● To do
Every line from the one containing "the red dirt" to the final line of the material below must be reproduced exactly; leave out all other lines.

<<<<

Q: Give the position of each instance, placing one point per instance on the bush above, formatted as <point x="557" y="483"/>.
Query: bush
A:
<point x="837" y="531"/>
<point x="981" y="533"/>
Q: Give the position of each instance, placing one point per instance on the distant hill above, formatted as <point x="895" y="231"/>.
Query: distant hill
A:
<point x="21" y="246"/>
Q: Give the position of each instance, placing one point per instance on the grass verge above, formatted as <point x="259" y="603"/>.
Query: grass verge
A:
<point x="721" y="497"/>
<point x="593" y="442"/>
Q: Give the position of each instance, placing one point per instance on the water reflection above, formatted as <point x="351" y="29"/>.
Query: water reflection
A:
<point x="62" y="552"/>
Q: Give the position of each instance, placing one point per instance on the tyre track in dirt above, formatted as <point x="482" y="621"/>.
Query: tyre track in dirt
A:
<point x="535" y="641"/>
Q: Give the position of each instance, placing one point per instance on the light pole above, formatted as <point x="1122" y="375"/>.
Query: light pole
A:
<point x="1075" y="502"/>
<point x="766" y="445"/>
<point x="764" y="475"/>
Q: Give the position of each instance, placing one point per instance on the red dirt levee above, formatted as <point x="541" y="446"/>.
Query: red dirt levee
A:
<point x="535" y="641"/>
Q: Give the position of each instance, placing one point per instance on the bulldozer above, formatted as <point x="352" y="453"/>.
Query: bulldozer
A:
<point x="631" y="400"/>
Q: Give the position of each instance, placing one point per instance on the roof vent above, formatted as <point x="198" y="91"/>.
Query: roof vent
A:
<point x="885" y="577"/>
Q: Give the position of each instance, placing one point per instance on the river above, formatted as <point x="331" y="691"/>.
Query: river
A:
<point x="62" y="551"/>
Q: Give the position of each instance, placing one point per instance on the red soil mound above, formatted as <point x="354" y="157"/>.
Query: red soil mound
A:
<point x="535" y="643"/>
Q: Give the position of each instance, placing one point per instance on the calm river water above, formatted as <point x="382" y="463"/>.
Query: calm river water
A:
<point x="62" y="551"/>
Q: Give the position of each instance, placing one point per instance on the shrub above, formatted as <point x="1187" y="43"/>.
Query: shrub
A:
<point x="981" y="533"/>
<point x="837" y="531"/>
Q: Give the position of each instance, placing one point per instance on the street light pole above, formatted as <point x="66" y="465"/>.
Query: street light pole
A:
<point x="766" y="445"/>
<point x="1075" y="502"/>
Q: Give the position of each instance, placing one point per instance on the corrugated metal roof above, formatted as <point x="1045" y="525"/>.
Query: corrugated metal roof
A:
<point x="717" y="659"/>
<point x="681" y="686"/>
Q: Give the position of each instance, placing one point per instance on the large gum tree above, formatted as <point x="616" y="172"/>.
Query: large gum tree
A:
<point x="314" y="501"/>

>>>>

● Problem solution
Q: Give the position of each instance, placing one point per instance on the red dirt levee above, formatted as <point x="541" y="446"/>.
Query: red dirt levee
A:
<point x="535" y="641"/>
Q: Give the position of each instance, placing one point per instance on the bulldozer above, formatted as <point x="352" y="453"/>.
Query: bulldozer
A:
<point x="631" y="400"/>
Q: Give the position of each instance, placing one point per instance on the roof vent above, formatted as <point x="198" y="91"/>.
Query: roof vent
A:
<point x="885" y="577"/>
Q: Give the position of each instance, placing one point per instance on the river above, formatted as <point x="331" y="691"/>.
Query: river
A:
<point x="62" y="551"/>
Q: Give the position of each instance, placing one point per instance on the red soil mound above, formatted as <point x="354" y="157"/>.
Query: red soil mound
A:
<point x="535" y="643"/>
Q: Give the position of each instance, placing one point per instance on the calm river water above, formatted as <point x="382" y="463"/>.
Query: calm river water
A:
<point x="62" y="551"/>
Q: Give the position of each instance, placing one point per instance on the shrub above, formatted as <point x="1187" y="43"/>.
Query: shrub
A:
<point x="981" y="533"/>
<point x="837" y="531"/>
Q: Give the position of each instance, placing one point per instance on the street light pole above, formatted as <point x="66" y="465"/>.
Query: street light pole
A:
<point x="766" y="445"/>
<point x="1075" y="502"/>
Q: Give the position of each instance, placing one point per instance on the corrugated metal roof above, formatted as <point x="1045" y="525"/>.
Query: corrugated metal roof
A:
<point x="717" y="659"/>
<point x="681" y="686"/>
Q: Give the position of each instance, placing one point per instance on the large gum tree above, formatted as <point x="616" y="172"/>.
Query: large gum tree
A:
<point x="314" y="501"/>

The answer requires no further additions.